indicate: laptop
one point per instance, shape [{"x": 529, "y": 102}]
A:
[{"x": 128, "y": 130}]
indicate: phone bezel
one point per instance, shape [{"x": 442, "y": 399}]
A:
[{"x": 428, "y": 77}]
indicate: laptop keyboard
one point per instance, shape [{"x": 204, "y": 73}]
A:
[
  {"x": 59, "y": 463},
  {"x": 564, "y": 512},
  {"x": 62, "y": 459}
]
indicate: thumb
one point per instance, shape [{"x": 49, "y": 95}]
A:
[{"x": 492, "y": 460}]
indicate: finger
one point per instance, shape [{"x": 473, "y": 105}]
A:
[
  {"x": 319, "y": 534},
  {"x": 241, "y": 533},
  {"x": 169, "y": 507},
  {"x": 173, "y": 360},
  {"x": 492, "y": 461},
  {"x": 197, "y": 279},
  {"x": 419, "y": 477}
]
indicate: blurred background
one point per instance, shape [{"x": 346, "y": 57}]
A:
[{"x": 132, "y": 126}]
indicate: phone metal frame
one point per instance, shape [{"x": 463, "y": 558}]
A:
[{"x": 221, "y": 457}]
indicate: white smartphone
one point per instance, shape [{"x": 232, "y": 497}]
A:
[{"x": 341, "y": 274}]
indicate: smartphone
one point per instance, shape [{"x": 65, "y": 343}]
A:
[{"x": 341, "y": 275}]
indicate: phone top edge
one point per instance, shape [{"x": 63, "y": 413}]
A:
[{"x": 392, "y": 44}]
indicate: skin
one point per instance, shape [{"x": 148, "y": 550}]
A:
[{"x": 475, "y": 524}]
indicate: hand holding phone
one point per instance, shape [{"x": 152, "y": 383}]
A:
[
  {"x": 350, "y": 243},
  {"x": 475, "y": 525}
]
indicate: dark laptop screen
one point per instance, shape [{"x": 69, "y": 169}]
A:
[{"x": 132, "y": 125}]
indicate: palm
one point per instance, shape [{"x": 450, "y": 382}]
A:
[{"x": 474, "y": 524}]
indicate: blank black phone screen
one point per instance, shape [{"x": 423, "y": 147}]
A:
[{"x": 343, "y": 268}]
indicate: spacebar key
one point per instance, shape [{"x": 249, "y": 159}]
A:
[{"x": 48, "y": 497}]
* * * * * * * * *
> PROBLEM TO SOLVE: Rewrite the records above, replacing each occurrence of "one point per instance" with "one point per occurrence" and changing nothing else.

> CORRECT ANSWER:
indicate: laptop
one point per occurrence, shape [{"x": 529, "y": 102}]
A:
[{"x": 128, "y": 130}]
indicate: phone bezel
one point per occurrence, shape [{"x": 442, "y": 399}]
A:
[{"x": 428, "y": 77}]
indicate: laptop keyboard
one point per occurrence, shape [{"x": 204, "y": 73}]
A:
[
  {"x": 59, "y": 463},
  {"x": 564, "y": 512},
  {"x": 62, "y": 459}
]
indicate: thumb
one point per occurrence, shape [{"x": 49, "y": 95}]
A:
[{"x": 492, "y": 460}]
indicate: finger
one point per occurrence, shape [{"x": 473, "y": 105}]
A:
[
  {"x": 319, "y": 534},
  {"x": 241, "y": 533},
  {"x": 169, "y": 507},
  {"x": 173, "y": 360},
  {"x": 492, "y": 461},
  {"x": 197, "y": 279},
  {"x": 419, "y": 477}
]
indicate: blurred background
one point per occurrence, shape [{"x": 346, "y": 57}]
A:
[{"x": 132, "y": 126}]
indicate: phone metal frame
one point per occurrence, shape [{"x": 463, "y": 558}]
A:
[{"x": 221, "y": 457}]
indicate: white smartphone
one point per occurrence, shape [{"x": 232, "y": 497}]
A:
[{"x": 341, "y": 274}]
indicate: smartphone
one point per occurrence, shape [{"x": 65, "y": 343}]
A:
[{"x": 341, "y": 275}]
indicate: phone top edge
one point per occurrence, shape [{"x": 63, "y": 413}]
A:
[{"x": 392, "y": 44}]
indicate: skin
one point per occurrence, shape [{"x": 148, "y": 550}]
A:
[{"x": 475, "y": 524}]
indicate: hand holding phone
one point per occurrence, shape [{"x": 152, "y": 383}]
A:
[
  {"x": 350, "y": 243},
  {"x": 475, "y": 525}
]
indicate: dark laptop screen
one point per occurrence, shape [{"x": 69, "y": 169}]
A:
[{"x": 132, "y": 125}]
indicate: palm
one point per occurrence, shape [{"x": 450, "y": 382}]
A:
[{"x": 474, "y": 524}]
indicate: blank black phone screen
one point per occurrence, shape [{"x": 423, "y": 147}]
A:
[{"x": 343, "y": 268}]
indicate: spacebar key
one point per occurrence, shape [{"x": 249, "y": 159}]
A:
[{"x": 48, "y": 497}]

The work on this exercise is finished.